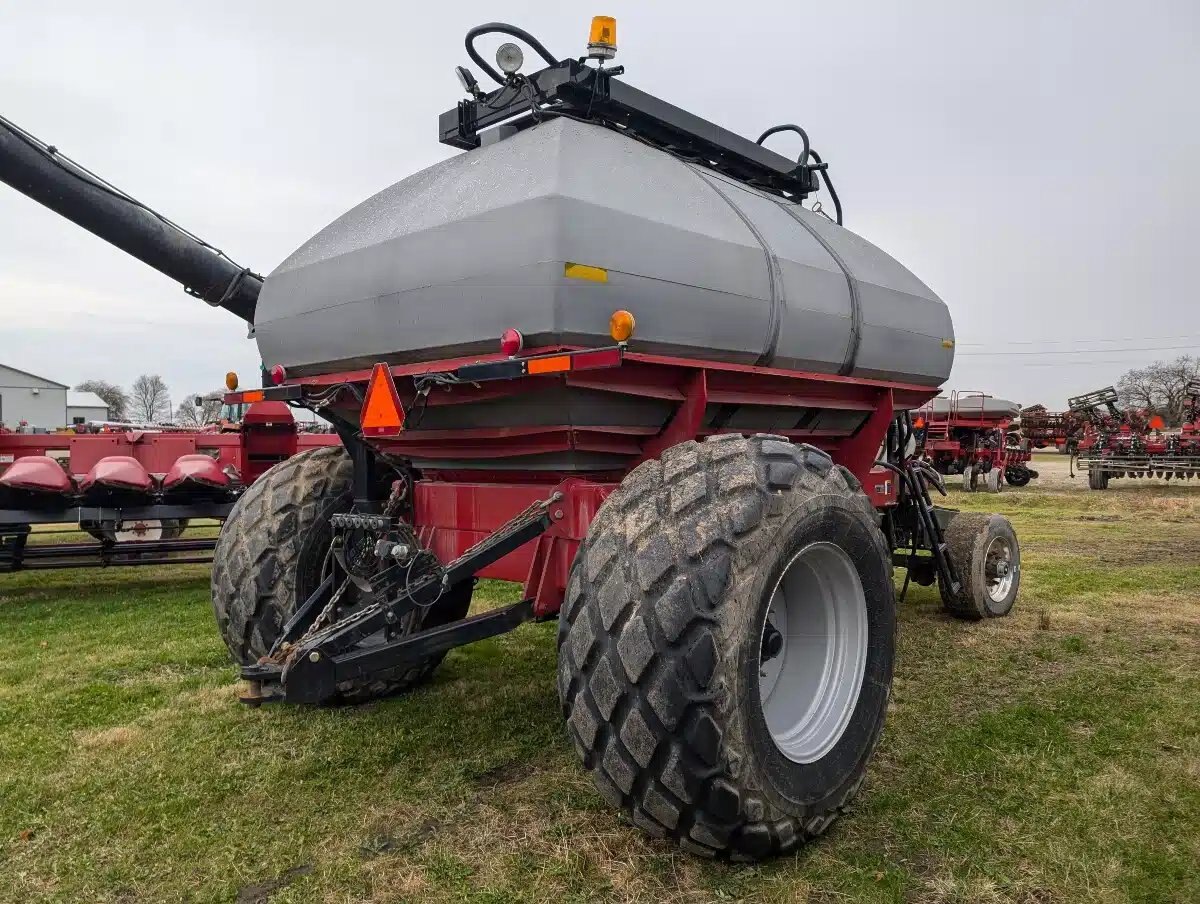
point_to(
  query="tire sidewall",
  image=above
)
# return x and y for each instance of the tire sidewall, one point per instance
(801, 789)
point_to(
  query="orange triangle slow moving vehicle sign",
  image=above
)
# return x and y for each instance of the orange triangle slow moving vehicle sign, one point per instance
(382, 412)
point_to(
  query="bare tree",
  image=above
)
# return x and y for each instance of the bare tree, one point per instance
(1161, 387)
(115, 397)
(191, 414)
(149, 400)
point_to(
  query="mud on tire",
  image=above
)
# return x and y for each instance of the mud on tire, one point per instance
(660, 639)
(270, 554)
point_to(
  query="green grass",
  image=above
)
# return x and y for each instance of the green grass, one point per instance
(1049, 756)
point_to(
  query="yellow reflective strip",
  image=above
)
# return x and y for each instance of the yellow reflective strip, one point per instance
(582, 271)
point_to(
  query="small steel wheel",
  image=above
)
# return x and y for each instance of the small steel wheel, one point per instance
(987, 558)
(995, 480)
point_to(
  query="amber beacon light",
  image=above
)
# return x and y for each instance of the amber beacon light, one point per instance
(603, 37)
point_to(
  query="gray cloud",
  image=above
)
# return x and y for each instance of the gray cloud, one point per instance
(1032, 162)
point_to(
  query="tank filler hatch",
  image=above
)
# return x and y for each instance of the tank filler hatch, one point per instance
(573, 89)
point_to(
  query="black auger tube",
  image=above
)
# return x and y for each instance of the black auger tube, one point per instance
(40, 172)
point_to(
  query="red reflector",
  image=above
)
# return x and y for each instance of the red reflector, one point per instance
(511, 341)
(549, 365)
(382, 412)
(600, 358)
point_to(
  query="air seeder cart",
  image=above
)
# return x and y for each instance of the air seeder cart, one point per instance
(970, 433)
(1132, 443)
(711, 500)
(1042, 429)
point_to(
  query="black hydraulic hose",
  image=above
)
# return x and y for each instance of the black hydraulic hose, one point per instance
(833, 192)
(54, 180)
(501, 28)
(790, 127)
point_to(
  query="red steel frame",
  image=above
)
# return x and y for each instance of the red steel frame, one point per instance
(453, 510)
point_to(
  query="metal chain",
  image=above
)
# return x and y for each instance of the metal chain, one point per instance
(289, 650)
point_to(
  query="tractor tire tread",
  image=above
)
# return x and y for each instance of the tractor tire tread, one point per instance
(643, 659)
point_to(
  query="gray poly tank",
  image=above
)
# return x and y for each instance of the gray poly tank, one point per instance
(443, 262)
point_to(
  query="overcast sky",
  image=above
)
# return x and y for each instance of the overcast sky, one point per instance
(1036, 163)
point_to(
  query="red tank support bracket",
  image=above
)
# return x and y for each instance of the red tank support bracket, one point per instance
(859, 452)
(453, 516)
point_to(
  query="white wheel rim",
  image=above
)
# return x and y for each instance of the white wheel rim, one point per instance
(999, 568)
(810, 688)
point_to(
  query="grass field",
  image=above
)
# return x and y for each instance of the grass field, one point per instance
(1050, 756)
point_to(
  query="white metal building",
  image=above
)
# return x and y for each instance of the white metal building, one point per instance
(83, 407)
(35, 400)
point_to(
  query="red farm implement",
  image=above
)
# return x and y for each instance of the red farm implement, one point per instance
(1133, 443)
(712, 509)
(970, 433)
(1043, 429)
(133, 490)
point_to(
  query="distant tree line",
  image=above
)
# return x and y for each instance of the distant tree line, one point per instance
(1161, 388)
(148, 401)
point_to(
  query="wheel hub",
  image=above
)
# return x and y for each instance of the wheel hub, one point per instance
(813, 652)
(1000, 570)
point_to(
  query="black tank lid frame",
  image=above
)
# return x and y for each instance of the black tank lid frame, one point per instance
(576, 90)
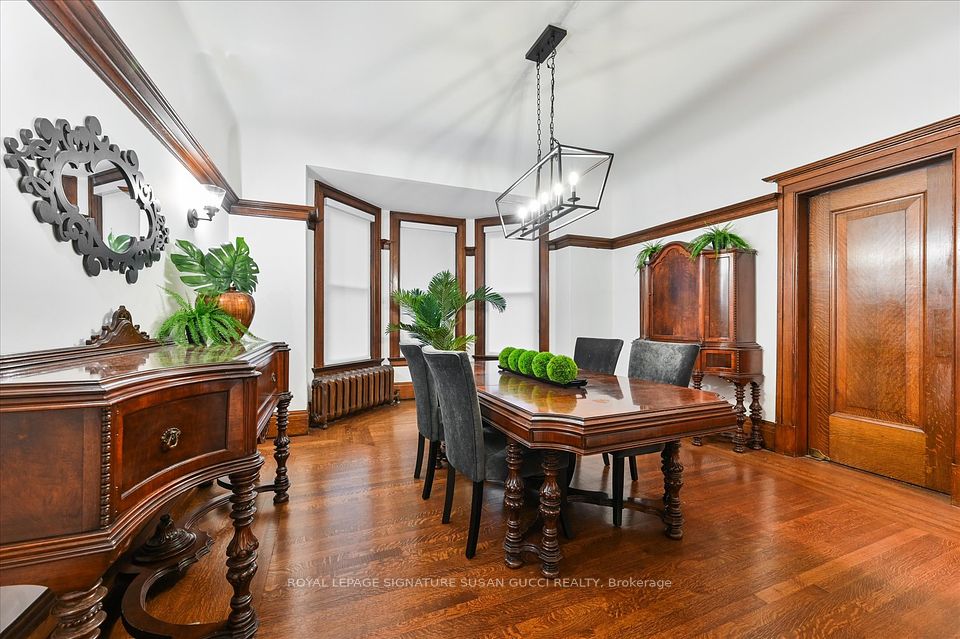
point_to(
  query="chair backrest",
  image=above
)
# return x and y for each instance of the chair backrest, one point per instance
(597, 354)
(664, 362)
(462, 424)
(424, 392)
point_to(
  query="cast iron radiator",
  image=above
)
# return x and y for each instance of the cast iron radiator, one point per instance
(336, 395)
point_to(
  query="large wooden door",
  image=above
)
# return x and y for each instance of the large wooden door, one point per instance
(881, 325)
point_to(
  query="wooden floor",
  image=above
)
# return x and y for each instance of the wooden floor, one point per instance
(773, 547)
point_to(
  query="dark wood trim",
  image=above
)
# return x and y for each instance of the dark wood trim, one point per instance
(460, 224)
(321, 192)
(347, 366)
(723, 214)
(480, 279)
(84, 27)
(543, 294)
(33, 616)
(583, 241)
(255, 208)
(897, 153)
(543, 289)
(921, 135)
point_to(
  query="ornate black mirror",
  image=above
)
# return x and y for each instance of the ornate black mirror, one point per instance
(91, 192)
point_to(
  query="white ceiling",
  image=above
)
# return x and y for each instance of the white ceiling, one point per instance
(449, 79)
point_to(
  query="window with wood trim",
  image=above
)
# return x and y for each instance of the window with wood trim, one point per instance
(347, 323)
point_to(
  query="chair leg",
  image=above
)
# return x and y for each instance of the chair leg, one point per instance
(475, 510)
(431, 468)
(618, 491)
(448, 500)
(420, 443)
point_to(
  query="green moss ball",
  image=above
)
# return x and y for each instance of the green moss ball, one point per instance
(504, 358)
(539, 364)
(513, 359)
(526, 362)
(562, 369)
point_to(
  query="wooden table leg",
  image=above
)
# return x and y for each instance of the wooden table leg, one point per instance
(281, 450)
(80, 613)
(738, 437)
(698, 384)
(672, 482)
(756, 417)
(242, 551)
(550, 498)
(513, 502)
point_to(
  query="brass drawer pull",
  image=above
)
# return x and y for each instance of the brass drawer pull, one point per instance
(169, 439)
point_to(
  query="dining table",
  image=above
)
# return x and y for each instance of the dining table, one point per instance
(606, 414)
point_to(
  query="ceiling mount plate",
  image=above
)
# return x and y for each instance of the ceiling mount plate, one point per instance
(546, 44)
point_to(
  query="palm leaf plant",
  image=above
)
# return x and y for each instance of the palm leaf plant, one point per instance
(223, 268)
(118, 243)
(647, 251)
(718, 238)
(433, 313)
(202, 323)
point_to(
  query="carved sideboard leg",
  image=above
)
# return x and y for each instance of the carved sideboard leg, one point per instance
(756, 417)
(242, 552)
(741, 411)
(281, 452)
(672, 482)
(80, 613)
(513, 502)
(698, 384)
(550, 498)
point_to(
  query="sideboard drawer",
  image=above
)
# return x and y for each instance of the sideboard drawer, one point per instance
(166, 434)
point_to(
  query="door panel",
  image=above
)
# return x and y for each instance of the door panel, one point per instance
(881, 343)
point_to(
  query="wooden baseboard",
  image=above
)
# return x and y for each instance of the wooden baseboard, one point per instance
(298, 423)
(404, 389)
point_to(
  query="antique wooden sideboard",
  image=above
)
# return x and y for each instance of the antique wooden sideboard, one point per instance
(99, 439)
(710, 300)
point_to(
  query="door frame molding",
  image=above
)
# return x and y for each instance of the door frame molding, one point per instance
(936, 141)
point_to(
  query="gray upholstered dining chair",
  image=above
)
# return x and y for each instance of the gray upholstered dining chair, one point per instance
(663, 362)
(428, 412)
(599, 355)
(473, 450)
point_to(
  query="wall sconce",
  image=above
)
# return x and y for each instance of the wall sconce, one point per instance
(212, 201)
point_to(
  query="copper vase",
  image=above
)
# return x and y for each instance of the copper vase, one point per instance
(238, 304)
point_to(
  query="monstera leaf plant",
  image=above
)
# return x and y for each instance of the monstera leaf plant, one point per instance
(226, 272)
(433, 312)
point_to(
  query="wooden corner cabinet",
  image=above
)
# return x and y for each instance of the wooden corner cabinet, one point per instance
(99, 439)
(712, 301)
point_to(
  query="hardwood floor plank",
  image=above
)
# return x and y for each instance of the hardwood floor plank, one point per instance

───

> WORK INSTRUCTION: The lines to show are those in the data above that include "hardwood".

> EXERCISE OUTPUT:
  query="hardwood floor plank",
# return x and y for each instance of the hardwood floor plank, one point per instance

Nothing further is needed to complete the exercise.